"""

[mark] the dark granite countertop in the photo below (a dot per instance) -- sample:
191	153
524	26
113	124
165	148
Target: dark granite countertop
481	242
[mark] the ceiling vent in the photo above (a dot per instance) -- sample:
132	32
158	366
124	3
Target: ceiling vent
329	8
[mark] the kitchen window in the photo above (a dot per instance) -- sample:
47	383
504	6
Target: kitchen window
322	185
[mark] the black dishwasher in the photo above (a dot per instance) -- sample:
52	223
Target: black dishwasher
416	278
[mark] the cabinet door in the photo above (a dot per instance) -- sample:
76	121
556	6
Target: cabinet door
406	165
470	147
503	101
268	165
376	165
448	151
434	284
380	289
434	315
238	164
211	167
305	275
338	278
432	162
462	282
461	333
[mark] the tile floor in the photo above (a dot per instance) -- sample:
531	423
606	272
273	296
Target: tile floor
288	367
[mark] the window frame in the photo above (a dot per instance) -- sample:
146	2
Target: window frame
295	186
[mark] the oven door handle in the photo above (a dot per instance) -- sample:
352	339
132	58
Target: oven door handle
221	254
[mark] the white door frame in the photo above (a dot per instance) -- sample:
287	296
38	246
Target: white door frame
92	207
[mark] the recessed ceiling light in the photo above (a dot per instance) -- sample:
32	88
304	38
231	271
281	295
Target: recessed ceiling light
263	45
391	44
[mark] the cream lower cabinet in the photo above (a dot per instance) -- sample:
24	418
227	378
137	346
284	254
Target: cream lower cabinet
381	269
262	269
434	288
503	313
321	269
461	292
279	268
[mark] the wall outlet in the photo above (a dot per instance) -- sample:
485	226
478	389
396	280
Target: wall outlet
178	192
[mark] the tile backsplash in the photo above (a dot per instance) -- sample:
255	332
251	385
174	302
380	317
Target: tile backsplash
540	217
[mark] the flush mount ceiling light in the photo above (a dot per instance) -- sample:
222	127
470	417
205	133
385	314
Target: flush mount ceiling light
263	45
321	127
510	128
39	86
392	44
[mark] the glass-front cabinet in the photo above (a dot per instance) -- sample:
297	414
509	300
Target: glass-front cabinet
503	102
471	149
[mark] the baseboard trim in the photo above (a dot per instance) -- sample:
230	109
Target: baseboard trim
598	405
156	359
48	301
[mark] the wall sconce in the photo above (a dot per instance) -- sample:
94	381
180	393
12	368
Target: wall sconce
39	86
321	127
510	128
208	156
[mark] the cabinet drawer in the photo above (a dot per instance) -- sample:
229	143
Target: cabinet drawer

"""

Rewrite all of the data above, putting "point" in place of every "dot" and leaving everything else unchanged.

#### [WORKED SOLUTION]
[mark] the dark granite countertop in the photo below (a point per instance) -- sample:
191	153
524	26
113	124
165	148
Target: dark granite countertop
481	242
[mark] the ceiling vent in the photo above (a point per instance) -- sample:
132	32
158	366
124	3
Target: ceiling vent
329	8
[mark] the kitchen window in the photo above (a point per instance) -- sample:
47	383
504	6
Target: kitchen window
322	185
[mark] the black dishwasher in the photo above (a point per instance) -- sample:
52	223
Target: black dishwasher
416	278
[mark] the cabinet door in the photo above (a point per instance) -- sample:
76	121
556	6
Target: cabinet door
406	165
470	147
503	101
268	165
376	165
448	151
434	284
380	289
434	315
238	164
211	167
305	275
338	278
432	162
462	282
461	333
[mark] the tile floor in the photo above (a point per instance) -- sample:
531	423
606	272
273	296
Target: tile floor
288	367
[mark] the window frame in the photo above (a point per instance) -- sample:
146	2
Target: window frame
295	186
[mark] the oven door handle in the photo above (a point per instance) -- sample:
352	339
132	58
Target: oven door handle
221	254
[mark] the white door frame in the photo above (a point per instance) -- sample:
287	296
38	246
Target: white door frame
92	207
[mark] the recessed ceiling light in the photo above (a point per instance) -- sample:
32	88
304	38
231	271
281	295
Target: recessed ceiling light
263	45
391	44
[mark] the cream lower cabinet in the photo above (a point per instance) -- sample:
24	418
227	378
137	346
284	254
Target: cream lower cabinet
381	269
262	269
434	288
503	313
321	269
461	292
279	268
[mark] the wall outlet in the photo above (a point per instance) -- sample:
485	226
478	389
396	280
Target: wall outlet
178	192
[mark] the tile backsplash in the photo above (a point per instance) -- sample:
255	332
251	385
174	302
380	317
Target: tile backsplash
540	217
[mark] the flush mount ceiling light in the photo above (a point per instance) -- sample:
222	127
470	417
205	133
385	314
Target: flush mount ceiling light
263	45
321	127
510	128
39	86
392	44
[mark] the glass-front cabinet in the photo above (a point per instance) -- sample:
297	414
509	300
Target: glass-front cabinet
503	102
471	149
[mark] the baseboard trim in the photo above (a point per instance) -- sample:
230	109
Target: baseboard trim
598	405
156	359
48	301
[mark] the wall sconce in the photo above (a point per instance) -- sample:
94	381
180	393
12	368
Target: wall sconce
39	86
321	127
510	128
208	156
[mark] the cabinet drawer in the photo above (a point per instance) -- sample:
229	143
Target: cabinet drawer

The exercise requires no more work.